TASK REQUIREMENTS:
A: In the blog post about celibacy, how long did the longest of the writer's earlier attempts at celibacy last?
B: Carry on the blog post about celibacy from the point where it stops.

State of Celibacy, fear of bisexuality, and an alternate interpretation of psychic reading by Mia. Saturday, July 19, 2014

Yesterday I woke up from a “realistic” dream that I had “accidentally” masturbated while sleeping, and I was upset that I had lost my sexual energy that I’m storing up to assist in my kundalini awakening process. It has been over two months now since I have any physical sexual energy release, including masturbation. This is not the first time that I am practicing celibacy and it is definitely easier this time. It is now my fourth attempt, with four months being the longest during the third attempt. I am fine throughout the day and night, and the only time that it bothers me is in the morning when I’m still asleep waking up.

DATA SHOWN:
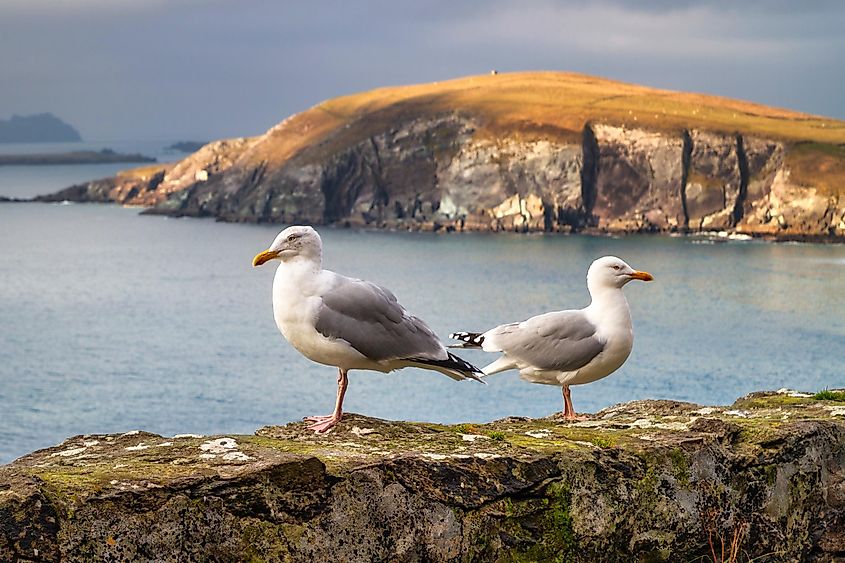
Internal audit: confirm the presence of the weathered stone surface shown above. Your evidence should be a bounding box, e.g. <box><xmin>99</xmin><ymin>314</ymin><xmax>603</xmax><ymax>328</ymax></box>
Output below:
<box><xmin>0</xmin><ymin>392</ymin><xmax>845</xmax><ymax>561</ymax></box>
<box><xmin>593</xmin><ymin>125</ymin><xmax>687</xmax><ymax>231</ymax></box>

RESPONSES TO THE TASKS:
A: Four months, during the third attempt.

B:
During the past two days in bikram yoga class, I feel that my sexual energy is now starting to be at the level it needs to be to help me build and pushing up the rest of my energy through the higher chakras. This has happened before many times…but basically what I get is sexual body orgasm feeling where the sexual energy is moving around my pelvic zone and throughout my spine and into my body, and some time it makes me want to laugh. I need to observe this more.

During class it got me thinking more about the question that Mia asked me from our reading, [Awakening Story Arc] My reading with Mia and the need to find a spiritual/metaphysical teacher. Friday, July 18, 2014, what am I afraid of? If I were to look at it from a personal healing and transformation perspective, I have been dealing with fear of women, especially strong and/or attractive women. I have come to fully accept that I have been dealing with fears of bisexuality within myself, fear of being a “heterosexual” male, and sex with woman. I won’t go into detail about fear of bisexuality and being a man concept in this post. Anyway, it would make sense why the source started telling me since 2012 that I must stay away from sex . I must abstain from all sex conducts to assist in my healing and transformation.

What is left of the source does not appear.